Supplied passage |

▽

Tag Archives: micropoetry

The Advent of the American Haiku

It’s pretty hard to turn around on the web today without running around, stepping over, or bumping into a haiku. These short, three line poems are quickly becoming ubiquitous, and one of the internet’s favorite forms of poetic expression. I know I’ve commented before on this subject, but I think it’s worth taking a closer look.

Haiku, as you may know, are short Japanese poems, originally and more correctly known as hokku. They traditionally feature a single image, glorifying nature or using the natural world as a metaphor in some way. They are meditative and to-the-point. The writing of Japanese haiku is as careful and methodical an artform as the practice of bonsai. As Wikipedia is eager to tell us, the English-language form of the haiku is much less defined than its Asian predecessor, ranging anywhere from 10-14 syllables. A set number of syllables per line is encouraged but not required. The haiku is a very accessible foreign form of poetry, and as such has gotten wide play in America and other countries with a strong emphasis on cultural diversity in the last several decades. I, like many others, was first introduced to them in elementary school.

△

Instructions |
- A) Reproduce the haiku post word for word, everything from "It’s pretty hard" down to "a closer look.".
- B) Identify each line in the rows that contains the word "pendant", and copy those lines out in full.
The haiku post and the rows that follow it come from unrelated sources.

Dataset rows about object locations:

▽

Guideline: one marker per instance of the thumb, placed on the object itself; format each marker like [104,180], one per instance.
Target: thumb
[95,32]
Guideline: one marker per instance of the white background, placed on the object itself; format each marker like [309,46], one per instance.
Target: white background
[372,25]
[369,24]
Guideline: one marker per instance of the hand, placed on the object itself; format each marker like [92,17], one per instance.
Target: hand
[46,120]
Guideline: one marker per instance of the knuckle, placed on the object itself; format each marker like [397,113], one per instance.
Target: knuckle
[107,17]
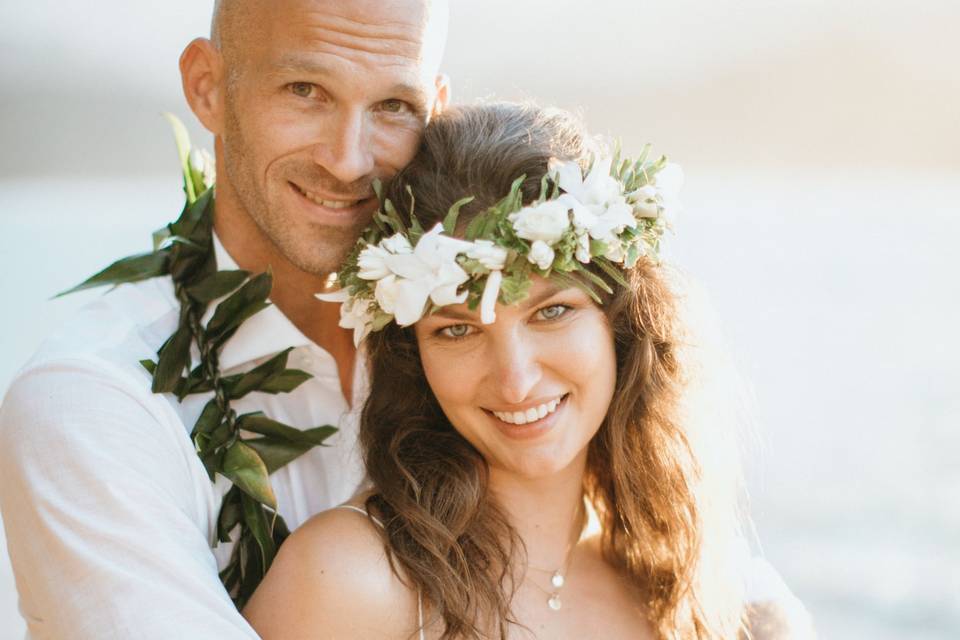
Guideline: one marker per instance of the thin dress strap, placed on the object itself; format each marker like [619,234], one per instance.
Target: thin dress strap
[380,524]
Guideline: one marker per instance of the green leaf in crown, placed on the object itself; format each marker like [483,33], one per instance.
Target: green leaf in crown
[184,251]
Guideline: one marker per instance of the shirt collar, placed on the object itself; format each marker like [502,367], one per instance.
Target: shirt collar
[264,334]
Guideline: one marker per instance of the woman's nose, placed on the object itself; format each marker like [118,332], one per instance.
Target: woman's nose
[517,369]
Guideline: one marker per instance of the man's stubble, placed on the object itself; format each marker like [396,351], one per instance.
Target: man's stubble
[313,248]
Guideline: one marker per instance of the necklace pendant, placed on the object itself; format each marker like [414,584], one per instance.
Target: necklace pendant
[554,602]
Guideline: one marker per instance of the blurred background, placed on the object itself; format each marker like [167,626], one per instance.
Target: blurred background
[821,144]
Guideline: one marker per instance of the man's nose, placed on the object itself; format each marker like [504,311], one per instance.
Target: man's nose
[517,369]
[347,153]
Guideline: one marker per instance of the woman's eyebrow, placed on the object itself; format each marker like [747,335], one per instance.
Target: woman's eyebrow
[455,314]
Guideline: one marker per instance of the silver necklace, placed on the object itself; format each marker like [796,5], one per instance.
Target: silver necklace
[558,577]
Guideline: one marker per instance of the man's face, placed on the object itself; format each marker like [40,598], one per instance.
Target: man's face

△
▽

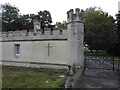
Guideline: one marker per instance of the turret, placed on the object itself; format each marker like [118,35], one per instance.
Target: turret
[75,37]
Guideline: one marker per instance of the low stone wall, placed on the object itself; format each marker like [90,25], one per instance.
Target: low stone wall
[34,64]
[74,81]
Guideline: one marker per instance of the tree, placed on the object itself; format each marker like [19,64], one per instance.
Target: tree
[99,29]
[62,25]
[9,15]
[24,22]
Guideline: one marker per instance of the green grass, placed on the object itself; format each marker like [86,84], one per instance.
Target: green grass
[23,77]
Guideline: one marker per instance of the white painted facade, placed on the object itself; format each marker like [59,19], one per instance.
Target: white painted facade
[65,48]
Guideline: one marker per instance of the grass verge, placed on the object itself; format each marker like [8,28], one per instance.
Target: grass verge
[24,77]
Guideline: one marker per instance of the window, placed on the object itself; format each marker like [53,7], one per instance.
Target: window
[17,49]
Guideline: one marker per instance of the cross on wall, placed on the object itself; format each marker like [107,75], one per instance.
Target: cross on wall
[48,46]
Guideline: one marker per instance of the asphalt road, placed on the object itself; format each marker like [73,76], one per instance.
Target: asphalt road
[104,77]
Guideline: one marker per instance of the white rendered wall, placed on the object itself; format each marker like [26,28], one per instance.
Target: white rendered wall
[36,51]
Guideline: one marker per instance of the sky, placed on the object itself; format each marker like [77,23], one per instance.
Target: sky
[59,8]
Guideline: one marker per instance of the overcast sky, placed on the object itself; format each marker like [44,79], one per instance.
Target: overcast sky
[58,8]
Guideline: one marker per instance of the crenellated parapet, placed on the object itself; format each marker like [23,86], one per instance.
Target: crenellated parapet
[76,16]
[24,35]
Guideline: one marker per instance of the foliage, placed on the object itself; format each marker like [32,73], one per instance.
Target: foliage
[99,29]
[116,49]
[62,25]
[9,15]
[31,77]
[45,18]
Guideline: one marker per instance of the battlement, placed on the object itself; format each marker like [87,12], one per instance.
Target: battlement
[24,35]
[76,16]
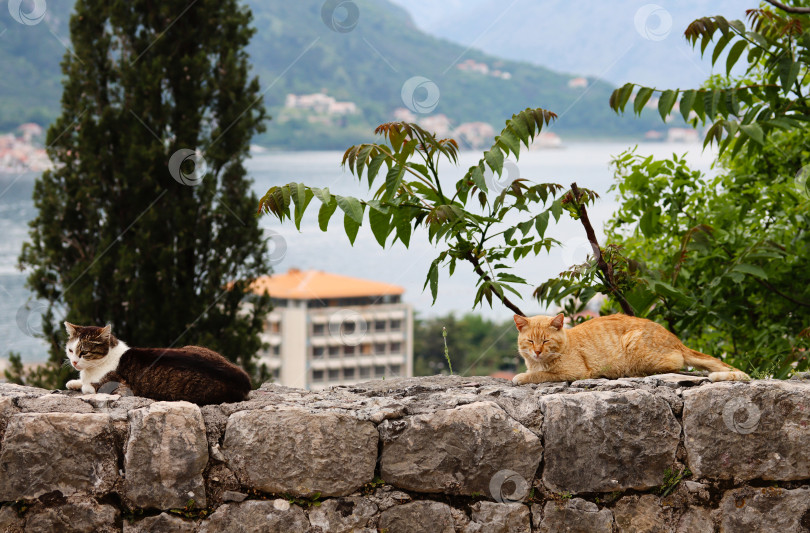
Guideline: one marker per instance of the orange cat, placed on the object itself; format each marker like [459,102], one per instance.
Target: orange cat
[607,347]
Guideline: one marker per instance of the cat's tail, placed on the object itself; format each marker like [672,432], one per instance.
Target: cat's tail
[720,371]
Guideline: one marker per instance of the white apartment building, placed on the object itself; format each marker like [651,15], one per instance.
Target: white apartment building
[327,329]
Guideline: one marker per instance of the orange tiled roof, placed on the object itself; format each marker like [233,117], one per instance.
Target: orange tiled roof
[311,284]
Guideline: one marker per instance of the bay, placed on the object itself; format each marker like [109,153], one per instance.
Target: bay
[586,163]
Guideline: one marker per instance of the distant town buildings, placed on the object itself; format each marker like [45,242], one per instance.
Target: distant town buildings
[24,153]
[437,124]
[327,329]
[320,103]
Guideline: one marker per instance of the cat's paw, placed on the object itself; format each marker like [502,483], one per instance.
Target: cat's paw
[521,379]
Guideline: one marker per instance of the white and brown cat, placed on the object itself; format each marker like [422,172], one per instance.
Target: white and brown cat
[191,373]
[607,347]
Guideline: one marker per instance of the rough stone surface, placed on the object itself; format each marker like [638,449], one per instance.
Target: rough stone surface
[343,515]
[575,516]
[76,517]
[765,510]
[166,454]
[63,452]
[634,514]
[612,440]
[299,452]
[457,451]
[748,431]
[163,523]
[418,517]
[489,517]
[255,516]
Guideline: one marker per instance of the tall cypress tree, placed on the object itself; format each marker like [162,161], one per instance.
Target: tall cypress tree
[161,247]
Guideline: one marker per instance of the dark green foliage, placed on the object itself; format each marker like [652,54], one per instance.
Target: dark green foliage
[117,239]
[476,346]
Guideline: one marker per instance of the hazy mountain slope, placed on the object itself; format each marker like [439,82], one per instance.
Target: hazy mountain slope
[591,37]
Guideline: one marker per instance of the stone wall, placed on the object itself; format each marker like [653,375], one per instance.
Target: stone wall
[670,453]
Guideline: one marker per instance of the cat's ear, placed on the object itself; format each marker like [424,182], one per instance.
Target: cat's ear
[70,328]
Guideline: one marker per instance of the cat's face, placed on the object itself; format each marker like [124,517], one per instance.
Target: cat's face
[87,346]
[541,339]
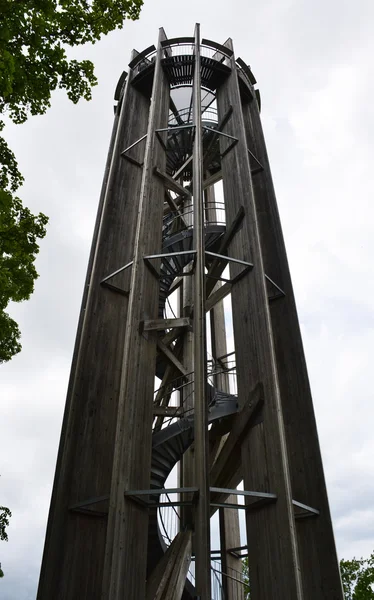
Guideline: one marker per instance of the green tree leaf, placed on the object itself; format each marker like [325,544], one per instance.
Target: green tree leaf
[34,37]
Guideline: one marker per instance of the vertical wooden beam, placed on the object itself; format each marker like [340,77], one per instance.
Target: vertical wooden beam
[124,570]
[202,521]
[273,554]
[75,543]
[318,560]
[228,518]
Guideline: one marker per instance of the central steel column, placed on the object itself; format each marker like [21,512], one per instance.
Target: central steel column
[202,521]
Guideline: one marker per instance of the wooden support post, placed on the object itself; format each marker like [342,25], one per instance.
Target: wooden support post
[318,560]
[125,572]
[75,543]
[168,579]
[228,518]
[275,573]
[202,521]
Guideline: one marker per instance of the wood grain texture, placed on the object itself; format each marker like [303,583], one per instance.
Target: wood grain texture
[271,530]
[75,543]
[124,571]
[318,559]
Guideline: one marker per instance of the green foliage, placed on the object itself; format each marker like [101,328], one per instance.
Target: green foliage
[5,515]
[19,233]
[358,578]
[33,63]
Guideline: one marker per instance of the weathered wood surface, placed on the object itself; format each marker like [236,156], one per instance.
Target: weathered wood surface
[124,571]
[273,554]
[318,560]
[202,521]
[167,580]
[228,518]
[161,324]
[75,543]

△

Solution set |
- A)
It’s pretty hard to turn around on the web today without running around, stepping over, or bumping into a haiku. These short, three line poems are quickly becoming ubiquitous, and one of the internet’s favorite forms of poetic expression. I know I’ve commented before on this subject, but I think it’s worth taking a closer look.

- B)
Guideline: one marker per instance of the necklace pendant, placed on the object itself; format each marker like [414,584], one per instance.
Target: necklace pendant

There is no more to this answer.